---------- ENTRIES SHOWN ----------

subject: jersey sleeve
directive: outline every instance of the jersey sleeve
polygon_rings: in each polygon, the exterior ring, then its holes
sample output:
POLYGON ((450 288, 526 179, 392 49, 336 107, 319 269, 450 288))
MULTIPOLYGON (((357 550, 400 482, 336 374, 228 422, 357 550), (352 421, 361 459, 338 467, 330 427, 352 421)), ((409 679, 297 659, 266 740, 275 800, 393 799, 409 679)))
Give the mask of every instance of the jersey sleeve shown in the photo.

----------
---------- ENTRIES SHOWN ----------

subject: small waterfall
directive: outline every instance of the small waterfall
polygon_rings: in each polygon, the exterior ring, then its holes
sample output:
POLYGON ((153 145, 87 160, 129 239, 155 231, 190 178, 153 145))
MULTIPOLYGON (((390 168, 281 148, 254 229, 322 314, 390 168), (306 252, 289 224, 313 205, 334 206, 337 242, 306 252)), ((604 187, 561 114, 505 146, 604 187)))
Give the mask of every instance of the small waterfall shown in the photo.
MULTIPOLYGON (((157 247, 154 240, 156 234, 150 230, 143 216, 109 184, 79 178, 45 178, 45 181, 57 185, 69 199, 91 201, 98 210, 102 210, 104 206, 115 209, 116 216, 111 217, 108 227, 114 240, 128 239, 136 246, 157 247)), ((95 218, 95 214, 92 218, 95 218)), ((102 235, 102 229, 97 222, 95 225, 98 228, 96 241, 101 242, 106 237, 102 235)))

----------
---------- ENTRIES SHOWN ----------

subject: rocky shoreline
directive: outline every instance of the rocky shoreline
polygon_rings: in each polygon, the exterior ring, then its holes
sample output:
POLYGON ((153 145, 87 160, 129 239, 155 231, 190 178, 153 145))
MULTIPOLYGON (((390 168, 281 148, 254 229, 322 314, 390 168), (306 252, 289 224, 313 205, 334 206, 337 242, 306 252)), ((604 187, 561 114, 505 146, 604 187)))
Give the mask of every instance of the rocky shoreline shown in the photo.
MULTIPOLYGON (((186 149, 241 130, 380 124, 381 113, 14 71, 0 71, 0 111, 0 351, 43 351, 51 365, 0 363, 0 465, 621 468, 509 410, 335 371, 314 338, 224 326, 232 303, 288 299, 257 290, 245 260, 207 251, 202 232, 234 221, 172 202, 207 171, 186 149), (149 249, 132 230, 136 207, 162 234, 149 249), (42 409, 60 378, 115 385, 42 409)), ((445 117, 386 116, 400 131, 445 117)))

----------

**ACTIVITY**
The lines to show are those in the data above that include "sleeve".

**YOUR RESPONSE**
subject: jersey sleeve
directive: outline every instance of the jersey sleeve
Give the mask of every instance of the jersey sleeve shown in the photo.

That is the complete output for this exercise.